• **Study material**:
[Start of Attachment]
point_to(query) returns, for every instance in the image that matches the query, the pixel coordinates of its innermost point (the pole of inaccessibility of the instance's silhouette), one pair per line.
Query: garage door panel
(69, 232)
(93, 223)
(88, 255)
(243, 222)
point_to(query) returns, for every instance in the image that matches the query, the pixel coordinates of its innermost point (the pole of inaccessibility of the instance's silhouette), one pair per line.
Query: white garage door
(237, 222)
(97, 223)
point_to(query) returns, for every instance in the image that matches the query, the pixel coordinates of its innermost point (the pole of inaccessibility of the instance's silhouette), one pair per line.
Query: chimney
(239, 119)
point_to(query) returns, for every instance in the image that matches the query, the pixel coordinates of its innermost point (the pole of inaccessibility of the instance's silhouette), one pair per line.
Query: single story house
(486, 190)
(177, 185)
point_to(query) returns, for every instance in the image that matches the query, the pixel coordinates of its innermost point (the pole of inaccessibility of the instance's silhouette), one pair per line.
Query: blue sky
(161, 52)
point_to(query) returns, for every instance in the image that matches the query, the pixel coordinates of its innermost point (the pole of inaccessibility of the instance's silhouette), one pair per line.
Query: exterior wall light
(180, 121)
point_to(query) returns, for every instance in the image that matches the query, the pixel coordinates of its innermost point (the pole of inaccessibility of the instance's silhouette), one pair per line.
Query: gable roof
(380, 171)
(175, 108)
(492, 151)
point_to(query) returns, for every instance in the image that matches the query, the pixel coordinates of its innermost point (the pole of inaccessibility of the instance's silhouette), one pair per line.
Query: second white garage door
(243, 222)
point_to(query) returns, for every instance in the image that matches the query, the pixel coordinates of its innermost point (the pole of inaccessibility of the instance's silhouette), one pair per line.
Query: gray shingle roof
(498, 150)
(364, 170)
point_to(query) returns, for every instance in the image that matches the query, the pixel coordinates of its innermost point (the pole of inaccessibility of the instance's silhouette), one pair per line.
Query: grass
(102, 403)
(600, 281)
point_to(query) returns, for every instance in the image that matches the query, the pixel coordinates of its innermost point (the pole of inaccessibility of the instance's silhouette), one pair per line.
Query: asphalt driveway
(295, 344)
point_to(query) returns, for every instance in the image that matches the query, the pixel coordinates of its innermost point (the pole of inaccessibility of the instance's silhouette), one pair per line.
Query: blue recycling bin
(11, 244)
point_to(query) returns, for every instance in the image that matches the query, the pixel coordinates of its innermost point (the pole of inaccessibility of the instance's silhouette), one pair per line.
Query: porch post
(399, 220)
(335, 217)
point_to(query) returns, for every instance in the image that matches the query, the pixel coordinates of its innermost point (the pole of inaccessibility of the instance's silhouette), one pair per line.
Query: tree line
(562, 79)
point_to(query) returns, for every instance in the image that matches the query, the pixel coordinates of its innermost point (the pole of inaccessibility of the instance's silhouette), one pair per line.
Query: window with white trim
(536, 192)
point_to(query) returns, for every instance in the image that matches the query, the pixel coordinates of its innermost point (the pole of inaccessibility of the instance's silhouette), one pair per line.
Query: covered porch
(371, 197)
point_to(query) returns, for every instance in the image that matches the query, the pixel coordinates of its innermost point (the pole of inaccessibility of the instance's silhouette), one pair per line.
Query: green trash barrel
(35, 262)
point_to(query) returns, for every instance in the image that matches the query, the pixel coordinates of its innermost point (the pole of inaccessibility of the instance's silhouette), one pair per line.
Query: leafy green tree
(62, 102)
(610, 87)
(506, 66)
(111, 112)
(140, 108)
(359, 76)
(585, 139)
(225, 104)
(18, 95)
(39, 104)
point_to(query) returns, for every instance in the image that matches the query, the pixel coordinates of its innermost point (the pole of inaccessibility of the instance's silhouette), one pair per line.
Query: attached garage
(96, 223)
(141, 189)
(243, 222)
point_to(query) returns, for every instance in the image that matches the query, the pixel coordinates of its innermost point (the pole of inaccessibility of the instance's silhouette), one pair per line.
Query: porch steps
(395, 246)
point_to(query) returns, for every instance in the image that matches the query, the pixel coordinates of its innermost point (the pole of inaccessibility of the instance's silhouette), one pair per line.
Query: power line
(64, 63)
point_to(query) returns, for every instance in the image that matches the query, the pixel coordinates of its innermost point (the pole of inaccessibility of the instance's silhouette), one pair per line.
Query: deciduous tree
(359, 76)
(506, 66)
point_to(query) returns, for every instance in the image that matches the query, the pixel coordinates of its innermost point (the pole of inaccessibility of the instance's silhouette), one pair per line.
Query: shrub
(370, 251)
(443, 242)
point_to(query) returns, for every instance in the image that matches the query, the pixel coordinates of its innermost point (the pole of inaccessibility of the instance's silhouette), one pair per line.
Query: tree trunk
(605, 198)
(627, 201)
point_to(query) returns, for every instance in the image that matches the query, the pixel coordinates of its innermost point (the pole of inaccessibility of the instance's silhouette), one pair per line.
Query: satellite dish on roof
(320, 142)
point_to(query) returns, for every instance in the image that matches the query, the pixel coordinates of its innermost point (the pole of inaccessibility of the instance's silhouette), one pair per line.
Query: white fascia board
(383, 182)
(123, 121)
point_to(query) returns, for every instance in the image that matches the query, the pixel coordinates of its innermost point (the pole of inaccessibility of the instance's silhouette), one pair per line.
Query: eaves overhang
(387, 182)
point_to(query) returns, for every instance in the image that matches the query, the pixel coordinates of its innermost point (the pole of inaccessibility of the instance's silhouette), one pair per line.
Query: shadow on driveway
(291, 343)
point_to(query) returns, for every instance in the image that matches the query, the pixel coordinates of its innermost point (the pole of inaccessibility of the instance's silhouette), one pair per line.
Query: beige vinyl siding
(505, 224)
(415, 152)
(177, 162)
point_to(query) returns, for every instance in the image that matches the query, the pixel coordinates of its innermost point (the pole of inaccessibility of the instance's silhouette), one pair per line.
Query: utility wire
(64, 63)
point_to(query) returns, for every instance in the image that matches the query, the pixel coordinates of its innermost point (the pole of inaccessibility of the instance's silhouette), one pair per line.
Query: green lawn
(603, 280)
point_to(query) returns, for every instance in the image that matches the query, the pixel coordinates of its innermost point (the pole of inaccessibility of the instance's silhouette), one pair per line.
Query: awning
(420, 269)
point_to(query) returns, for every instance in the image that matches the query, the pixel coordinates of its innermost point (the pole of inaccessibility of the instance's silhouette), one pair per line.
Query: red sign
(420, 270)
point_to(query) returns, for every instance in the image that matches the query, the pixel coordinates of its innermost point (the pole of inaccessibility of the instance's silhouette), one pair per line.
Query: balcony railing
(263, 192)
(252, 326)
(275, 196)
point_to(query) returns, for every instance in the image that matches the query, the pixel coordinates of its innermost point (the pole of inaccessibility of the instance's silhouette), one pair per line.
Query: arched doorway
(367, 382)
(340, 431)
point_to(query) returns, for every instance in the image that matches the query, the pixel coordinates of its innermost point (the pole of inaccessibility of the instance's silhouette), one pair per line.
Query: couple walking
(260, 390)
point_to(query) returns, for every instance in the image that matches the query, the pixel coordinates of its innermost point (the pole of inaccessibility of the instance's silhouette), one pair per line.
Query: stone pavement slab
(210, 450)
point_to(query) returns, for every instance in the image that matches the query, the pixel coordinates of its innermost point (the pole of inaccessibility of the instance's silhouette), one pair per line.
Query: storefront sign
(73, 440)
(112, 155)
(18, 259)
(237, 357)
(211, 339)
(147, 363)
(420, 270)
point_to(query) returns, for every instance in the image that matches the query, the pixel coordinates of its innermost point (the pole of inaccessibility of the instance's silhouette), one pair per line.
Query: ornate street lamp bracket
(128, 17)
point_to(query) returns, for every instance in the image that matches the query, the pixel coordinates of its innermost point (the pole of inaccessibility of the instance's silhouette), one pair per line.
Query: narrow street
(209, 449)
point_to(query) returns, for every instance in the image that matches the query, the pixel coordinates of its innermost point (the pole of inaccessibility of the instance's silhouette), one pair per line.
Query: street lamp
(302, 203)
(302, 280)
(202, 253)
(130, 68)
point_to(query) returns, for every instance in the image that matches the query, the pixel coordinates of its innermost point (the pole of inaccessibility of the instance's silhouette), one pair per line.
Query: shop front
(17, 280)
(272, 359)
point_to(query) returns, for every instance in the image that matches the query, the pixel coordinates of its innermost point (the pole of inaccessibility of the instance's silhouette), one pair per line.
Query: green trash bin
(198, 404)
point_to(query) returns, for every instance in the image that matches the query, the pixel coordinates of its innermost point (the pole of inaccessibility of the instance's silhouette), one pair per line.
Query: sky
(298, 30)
[End of Attachment]
• **Task item**:
Only the lines from the one holding "Query: green trash bin" through the end of the records should appear in the answer, each repeated exactly.

• **Reply**:
Query: green trash bin
(198, 404)
point_to(query) returns, for every instance in the image that matches the query, the pixel coordinates of its innermost point (the pole of inaccessibility of the instance's silhouette), one pair per line.
Query: sky
(298, 30)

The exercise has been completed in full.